> Short problem: Pick out every line of the data that contains the word "black", and copy those lines.

> Exercise material:
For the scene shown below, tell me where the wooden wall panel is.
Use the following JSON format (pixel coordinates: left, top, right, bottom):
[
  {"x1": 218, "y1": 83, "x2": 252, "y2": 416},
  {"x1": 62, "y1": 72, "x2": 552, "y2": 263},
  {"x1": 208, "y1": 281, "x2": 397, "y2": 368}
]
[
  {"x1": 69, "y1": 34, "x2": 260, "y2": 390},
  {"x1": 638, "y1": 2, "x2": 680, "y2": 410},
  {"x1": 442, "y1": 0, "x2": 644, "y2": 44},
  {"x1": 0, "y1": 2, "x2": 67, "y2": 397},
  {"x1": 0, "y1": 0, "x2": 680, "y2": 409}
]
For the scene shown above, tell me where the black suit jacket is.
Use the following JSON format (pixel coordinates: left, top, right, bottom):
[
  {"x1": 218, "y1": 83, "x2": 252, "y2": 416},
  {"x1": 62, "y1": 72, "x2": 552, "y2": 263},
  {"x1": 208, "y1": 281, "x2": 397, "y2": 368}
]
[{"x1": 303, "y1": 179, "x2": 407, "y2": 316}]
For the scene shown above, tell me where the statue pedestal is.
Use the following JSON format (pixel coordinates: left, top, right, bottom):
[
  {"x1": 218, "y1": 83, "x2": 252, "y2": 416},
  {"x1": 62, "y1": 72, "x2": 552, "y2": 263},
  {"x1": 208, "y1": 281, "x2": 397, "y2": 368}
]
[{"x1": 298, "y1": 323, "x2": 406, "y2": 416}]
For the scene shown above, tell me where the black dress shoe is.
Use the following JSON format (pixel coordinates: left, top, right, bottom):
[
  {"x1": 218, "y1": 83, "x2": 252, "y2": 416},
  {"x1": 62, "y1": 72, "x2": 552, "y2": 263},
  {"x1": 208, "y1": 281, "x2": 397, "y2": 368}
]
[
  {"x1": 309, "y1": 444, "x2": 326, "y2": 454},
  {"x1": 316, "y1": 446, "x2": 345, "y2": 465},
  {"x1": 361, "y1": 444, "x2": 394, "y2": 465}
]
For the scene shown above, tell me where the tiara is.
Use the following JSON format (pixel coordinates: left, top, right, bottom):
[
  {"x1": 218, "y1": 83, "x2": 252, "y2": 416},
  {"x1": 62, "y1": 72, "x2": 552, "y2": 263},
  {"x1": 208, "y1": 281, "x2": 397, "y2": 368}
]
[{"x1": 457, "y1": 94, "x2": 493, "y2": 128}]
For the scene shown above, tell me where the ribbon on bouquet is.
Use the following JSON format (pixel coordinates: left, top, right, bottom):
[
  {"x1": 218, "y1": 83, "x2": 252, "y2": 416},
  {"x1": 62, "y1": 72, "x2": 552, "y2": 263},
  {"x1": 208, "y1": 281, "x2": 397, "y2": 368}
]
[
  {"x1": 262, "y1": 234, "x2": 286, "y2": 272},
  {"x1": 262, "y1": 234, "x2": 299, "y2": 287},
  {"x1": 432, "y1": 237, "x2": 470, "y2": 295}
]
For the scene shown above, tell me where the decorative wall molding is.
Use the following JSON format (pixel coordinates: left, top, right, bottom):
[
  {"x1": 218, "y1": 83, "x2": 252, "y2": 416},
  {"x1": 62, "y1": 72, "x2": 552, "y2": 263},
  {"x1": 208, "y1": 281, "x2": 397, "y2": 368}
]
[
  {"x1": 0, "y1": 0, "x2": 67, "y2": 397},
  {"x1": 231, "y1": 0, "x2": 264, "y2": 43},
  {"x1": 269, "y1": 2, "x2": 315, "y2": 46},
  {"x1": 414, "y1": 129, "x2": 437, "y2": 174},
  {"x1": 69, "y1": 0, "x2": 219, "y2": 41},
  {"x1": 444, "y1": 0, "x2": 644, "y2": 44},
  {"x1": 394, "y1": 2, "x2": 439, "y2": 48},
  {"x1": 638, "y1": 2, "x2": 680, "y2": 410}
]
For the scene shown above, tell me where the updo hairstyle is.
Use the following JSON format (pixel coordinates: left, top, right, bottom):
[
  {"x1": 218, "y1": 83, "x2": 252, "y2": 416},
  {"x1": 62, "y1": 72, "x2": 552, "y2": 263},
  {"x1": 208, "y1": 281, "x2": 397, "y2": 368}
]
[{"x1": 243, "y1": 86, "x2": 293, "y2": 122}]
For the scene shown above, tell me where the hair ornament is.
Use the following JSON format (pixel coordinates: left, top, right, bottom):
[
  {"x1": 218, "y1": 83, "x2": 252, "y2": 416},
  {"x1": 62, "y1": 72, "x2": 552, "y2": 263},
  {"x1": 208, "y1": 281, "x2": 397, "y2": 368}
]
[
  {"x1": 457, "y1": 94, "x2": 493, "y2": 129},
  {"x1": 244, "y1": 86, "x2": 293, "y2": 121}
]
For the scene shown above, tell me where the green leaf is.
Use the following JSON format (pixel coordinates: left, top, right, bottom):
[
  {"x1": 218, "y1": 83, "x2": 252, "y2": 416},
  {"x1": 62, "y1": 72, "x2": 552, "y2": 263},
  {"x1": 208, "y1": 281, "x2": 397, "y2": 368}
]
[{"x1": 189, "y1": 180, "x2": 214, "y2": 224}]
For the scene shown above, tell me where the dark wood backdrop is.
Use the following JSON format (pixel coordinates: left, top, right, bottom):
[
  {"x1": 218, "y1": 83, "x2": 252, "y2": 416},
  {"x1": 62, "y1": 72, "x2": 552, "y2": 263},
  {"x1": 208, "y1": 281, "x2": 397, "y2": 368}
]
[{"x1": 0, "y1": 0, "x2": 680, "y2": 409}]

> Reply:
For the scene shown above, tell me where the black suit jacket is.
For the scene shown above, tell me where the black dress shoe is.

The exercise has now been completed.